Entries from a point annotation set
»»
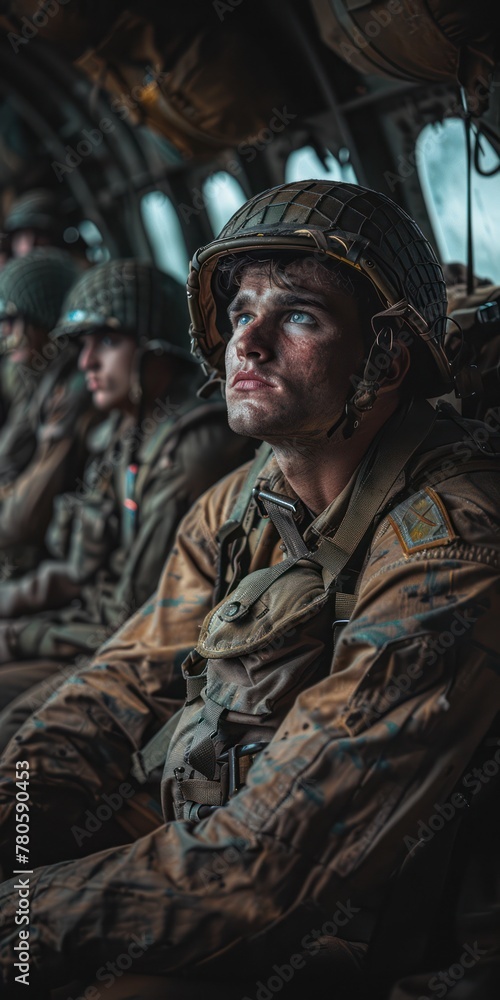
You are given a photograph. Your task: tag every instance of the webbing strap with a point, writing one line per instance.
(202, 791)
(153, 754)
(202, 753)
(376, 478)
(227, 531)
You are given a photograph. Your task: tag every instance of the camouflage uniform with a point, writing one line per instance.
(361, 757)
(43, 442)
(110, 540)
(370, 727)
(106, 561)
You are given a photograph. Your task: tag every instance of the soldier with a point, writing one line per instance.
(36, 218)
(43, 441)
(347, 663)
(164, 447)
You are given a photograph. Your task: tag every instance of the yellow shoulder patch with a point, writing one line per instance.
(421, 522)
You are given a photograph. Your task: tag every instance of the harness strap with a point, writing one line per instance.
(234, 527)
(202, 754)
(202, 791)
(153, 754)
(376, 479)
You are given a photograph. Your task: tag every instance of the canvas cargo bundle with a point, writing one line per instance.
(427, 40)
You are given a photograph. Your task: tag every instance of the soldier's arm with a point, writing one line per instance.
(188, 466)
(331, 807)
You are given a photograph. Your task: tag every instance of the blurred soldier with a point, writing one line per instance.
(346, 667)
(36, 219)
(164, 447)
(475, 332)
(43, 442)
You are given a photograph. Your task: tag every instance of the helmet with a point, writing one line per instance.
(360, 228)
(132, 297)
(35, 286)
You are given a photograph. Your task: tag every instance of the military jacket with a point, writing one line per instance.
(43, 450)
(110, 539)
(368, 750)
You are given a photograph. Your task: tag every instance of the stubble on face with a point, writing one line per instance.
(302, 338)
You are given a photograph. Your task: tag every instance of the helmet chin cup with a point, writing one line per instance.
(333, 222)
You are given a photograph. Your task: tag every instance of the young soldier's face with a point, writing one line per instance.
(108, 359)
(21, 340)
(291, 354)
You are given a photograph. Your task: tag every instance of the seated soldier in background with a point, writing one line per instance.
(49, 411)
(476, 332)
(38, 218)
(163, 447)
(347, 663)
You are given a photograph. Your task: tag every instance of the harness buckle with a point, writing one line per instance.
(293, 507)
(232, 757)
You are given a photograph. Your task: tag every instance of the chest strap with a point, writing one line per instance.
(376, 480)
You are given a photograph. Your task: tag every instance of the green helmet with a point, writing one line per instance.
(132, 297)
(35, 286)
(362, 230)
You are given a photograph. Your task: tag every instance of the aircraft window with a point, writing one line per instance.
(441, 161)
(223, 195)
(305, 163)
(96, 252)
(165, 232)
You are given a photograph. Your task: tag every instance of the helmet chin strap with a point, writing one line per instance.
(365, 394)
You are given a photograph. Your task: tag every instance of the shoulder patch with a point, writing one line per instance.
(421, 522)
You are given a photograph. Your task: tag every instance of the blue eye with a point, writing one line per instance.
(301, 318)
(243, 320)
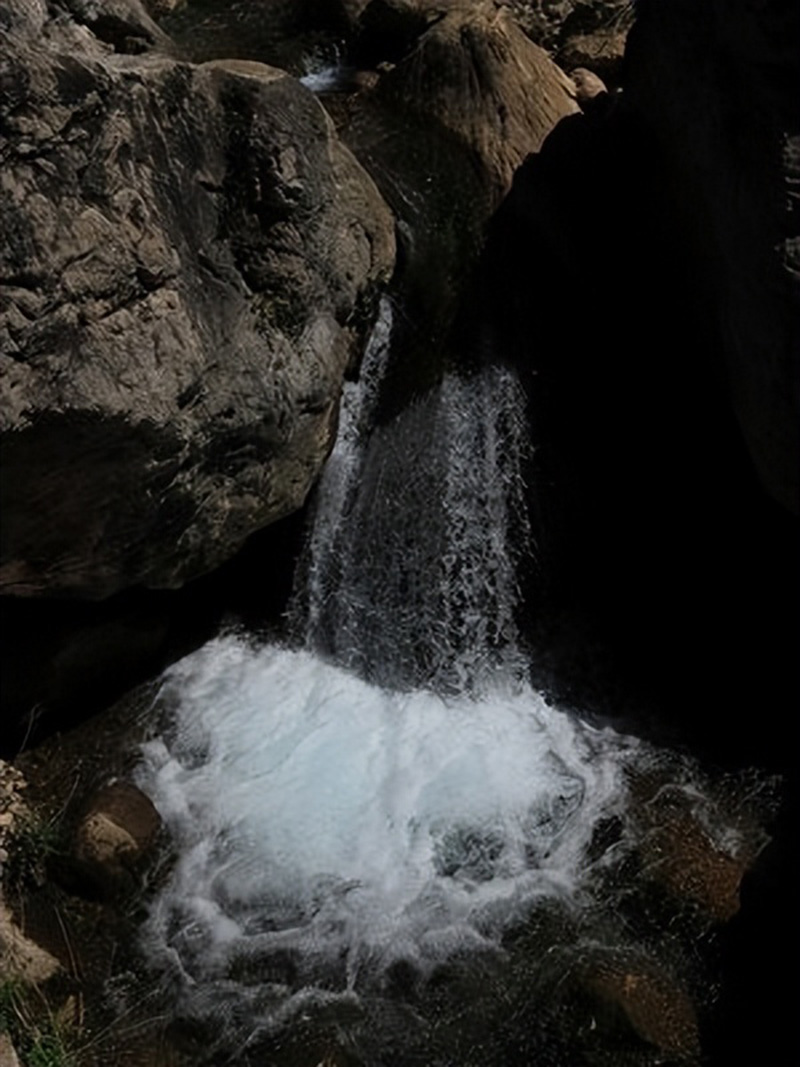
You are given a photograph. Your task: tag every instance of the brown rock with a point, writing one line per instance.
««
Repeat exactly the lines in the entries from the one containing "of the aircraft" to the final line, inclusive, and nothing beyond them; skip pictures.

# Written response
You are given a photograph. Your task: tag every instance of the aircraft window with a point, writing one line per instance.
(441, 161)
(223, 195)
(305, 163)
(96, 252)
(165, 232)
You are given a photograph. Your task: tag every instance of the helmet chin strap with a point, writing one line per instance.
(365, 394)
You are given a photograph. Your task: tag every instance of the shoulder patch with a point, writing one line per instance.
(421, 522)
You are given a photograph. Your task: tag every instance of the blue eye with a point, writing one line per instance.
(301, 318)
(243, 320)
You are given a photograph. Your task: tag every instance of the brown rock with a point, writing one line per instance.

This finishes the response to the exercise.